Cosa fare
Puoi ridimensionare tutte le righe dalla riga che contiene "Objective: for every instance of the metal" fino alla fine delle righe, estremi inclusi, riscrivendole per intero con le richieste comprese? Moltiplica per 0,35 soltanto le coordinate dei punti nelle risposte e arrotonda ogni valore all'intero più vicino, con le metà arrotondate per eccesso.

Voci fornite

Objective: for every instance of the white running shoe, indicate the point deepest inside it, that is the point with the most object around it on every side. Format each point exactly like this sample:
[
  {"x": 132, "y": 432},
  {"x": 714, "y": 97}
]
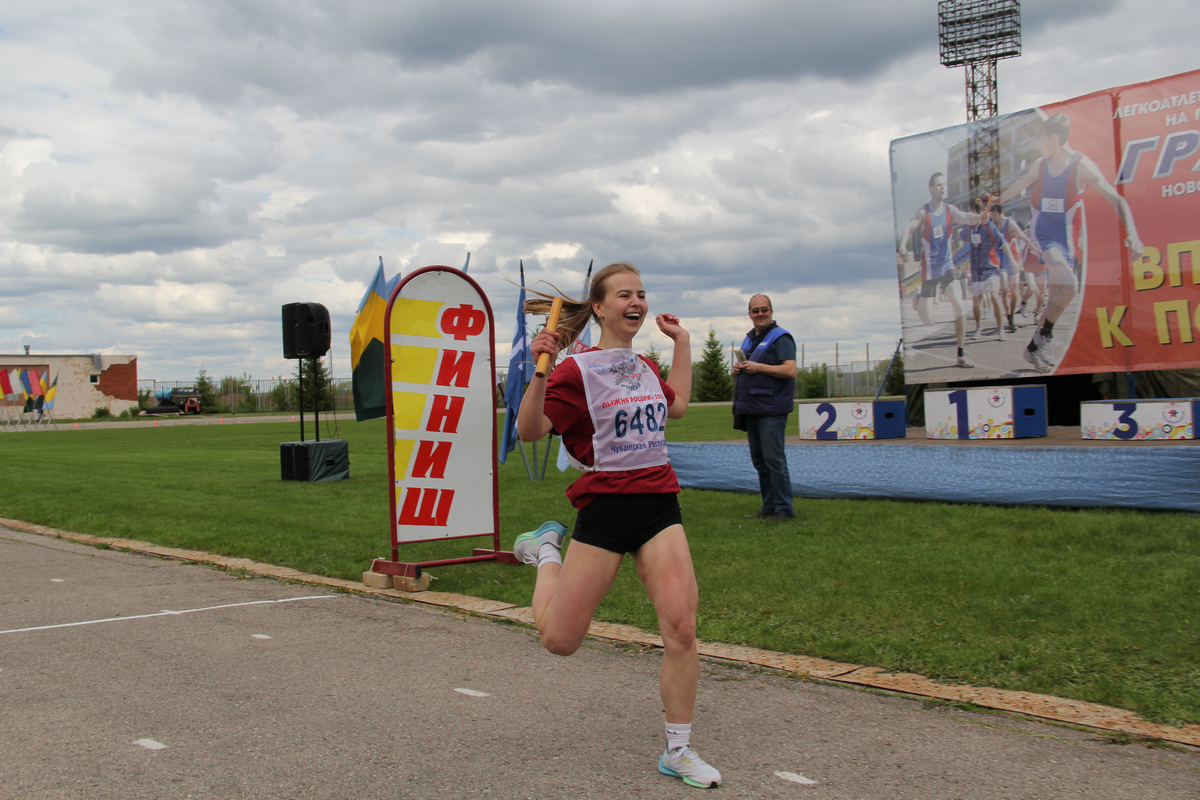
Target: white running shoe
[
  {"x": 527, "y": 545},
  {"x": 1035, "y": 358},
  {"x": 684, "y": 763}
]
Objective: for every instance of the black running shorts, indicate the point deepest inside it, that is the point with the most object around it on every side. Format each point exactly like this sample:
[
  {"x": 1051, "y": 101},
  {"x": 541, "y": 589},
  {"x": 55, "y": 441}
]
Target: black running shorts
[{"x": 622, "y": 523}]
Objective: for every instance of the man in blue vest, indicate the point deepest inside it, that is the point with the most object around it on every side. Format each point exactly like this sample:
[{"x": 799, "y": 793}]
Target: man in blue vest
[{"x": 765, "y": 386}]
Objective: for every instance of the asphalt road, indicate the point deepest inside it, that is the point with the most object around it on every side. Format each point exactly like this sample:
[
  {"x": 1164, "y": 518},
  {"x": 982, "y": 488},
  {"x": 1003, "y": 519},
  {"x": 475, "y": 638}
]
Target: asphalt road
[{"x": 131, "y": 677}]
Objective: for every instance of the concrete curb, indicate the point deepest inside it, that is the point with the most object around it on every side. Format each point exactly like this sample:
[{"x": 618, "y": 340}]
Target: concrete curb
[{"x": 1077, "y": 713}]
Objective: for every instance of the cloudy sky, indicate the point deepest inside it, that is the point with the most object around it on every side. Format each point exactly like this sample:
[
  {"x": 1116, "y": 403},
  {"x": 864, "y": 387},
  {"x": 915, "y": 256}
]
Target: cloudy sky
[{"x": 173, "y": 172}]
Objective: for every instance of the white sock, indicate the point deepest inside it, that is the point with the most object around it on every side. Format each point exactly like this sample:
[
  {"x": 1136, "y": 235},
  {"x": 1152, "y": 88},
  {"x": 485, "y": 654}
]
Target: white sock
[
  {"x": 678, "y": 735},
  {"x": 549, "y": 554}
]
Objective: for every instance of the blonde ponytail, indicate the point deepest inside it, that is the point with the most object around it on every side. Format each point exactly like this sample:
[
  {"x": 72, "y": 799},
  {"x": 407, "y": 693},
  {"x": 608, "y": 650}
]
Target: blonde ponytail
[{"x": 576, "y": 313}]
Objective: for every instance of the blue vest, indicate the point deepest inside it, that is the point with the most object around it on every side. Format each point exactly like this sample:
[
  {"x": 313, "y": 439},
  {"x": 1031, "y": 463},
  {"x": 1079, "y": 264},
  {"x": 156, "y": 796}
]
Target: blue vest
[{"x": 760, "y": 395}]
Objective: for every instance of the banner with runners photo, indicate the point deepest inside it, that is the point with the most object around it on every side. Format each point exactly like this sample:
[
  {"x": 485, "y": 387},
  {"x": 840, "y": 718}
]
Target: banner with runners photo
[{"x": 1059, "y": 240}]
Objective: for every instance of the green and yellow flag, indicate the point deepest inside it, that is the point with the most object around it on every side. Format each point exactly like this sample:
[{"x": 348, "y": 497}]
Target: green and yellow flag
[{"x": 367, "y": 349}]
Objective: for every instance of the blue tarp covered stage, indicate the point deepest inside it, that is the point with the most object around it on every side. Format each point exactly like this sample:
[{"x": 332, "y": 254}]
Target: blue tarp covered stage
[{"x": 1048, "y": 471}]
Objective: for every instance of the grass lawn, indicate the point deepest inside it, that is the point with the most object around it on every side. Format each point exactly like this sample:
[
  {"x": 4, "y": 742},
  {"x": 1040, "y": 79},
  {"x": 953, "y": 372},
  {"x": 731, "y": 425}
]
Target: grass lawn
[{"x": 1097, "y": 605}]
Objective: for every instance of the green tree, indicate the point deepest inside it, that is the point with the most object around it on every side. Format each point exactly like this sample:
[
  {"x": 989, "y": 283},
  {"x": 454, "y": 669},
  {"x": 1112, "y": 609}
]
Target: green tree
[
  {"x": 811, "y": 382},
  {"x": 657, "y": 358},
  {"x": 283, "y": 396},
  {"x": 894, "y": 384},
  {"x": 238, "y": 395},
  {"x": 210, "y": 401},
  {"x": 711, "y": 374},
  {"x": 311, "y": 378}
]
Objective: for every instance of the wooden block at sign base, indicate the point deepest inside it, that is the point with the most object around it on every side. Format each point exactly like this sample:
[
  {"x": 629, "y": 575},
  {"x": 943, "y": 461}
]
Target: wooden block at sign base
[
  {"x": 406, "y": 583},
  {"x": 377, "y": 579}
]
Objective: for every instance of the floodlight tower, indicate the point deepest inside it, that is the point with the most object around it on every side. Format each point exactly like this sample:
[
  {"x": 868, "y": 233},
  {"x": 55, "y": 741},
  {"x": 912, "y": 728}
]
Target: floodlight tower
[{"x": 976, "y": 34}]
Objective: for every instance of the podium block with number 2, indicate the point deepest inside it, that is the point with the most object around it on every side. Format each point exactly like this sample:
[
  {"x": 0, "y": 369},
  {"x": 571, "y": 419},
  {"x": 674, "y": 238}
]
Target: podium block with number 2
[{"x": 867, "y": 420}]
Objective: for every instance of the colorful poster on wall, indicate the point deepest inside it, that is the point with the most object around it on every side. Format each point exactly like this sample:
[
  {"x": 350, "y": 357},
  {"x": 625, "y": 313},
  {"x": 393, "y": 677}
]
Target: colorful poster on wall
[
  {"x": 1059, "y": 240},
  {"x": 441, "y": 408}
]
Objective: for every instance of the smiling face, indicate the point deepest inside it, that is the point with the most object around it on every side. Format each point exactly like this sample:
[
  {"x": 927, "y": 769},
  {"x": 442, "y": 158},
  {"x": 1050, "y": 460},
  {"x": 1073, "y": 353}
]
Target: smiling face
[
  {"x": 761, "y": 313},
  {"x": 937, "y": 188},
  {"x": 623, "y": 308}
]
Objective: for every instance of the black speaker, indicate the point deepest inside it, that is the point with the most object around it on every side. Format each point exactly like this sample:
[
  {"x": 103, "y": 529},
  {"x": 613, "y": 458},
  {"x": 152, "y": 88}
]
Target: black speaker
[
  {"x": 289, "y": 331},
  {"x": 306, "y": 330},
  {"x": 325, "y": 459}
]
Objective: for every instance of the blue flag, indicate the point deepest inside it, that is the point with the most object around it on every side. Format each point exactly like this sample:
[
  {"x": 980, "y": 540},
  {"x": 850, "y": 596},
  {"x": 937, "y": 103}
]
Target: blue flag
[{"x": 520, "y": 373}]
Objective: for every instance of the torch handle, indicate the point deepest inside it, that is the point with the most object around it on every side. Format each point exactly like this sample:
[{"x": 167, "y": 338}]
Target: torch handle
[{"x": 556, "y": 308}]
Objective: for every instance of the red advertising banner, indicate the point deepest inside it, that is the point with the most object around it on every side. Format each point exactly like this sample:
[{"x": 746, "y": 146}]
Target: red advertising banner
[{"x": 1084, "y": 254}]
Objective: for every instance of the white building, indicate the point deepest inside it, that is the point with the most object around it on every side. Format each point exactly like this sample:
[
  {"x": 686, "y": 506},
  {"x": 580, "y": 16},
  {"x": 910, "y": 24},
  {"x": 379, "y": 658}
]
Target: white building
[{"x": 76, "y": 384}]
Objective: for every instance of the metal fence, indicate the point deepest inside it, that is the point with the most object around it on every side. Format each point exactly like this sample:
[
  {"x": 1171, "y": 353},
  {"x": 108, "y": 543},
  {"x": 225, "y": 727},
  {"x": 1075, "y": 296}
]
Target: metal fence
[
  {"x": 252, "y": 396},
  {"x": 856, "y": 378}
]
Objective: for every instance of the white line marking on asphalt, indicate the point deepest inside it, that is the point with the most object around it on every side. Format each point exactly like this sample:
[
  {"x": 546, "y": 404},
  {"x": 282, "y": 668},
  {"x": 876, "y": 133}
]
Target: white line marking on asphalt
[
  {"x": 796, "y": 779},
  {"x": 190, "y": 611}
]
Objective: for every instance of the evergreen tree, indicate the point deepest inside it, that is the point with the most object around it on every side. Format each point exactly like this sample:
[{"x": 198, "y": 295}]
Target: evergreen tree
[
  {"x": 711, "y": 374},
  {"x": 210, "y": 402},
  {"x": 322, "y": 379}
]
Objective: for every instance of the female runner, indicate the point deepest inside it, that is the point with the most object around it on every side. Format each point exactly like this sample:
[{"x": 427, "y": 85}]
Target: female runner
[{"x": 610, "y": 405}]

Risultato
Objective: for every instance of the metal fence, indicate the point deepest inside it, that is the point with the most object around it on every side. Format each point exactly like this sample:
[
  {"x": 1171, "y": 353},
  {"x": 108, "y": 543},
  {"x": 225, "y": 727},
  {"x": 1075, "y": 296}
]
Target: metal fence
[
  {"x": 88, "y": 139},
  {"x": 300, "y": 132}
]
Objective: for every instance of the white line marking on asphalt, indicate the point deepest inside it, that is the point with the most object around it on every side. Format each point exactly like this sample:
[
  {"x": 546, "y": 404},
  {"x": 282, "y": 668},
  {"x": 876, "y": 133}
]
Target: white line marking on asphalt
[
  {"x": 279, "y": 273},
  {"x": 67, "y": 214}
]
Objective: for every instance of the evergreen tree, indicate the point deepest inside it, that is the point with the most object around it on every side. Format each point exactly like this sample:
[{"x": 198, "y": 295}]
Target: evergreen tree
[
  {"x": 249, "y": 131},
  {"x": 74, "y": 141},
  {"x": 113, "y": 133}
]
Objective: for every instance of the female runner, indicate the point deepest inside it, that is the point with the most object around it on every side. Format each point exactly like this sample:
[{"x": 427, "y": 85}]
Target: female runner
[{"x": 214, "y": 142}]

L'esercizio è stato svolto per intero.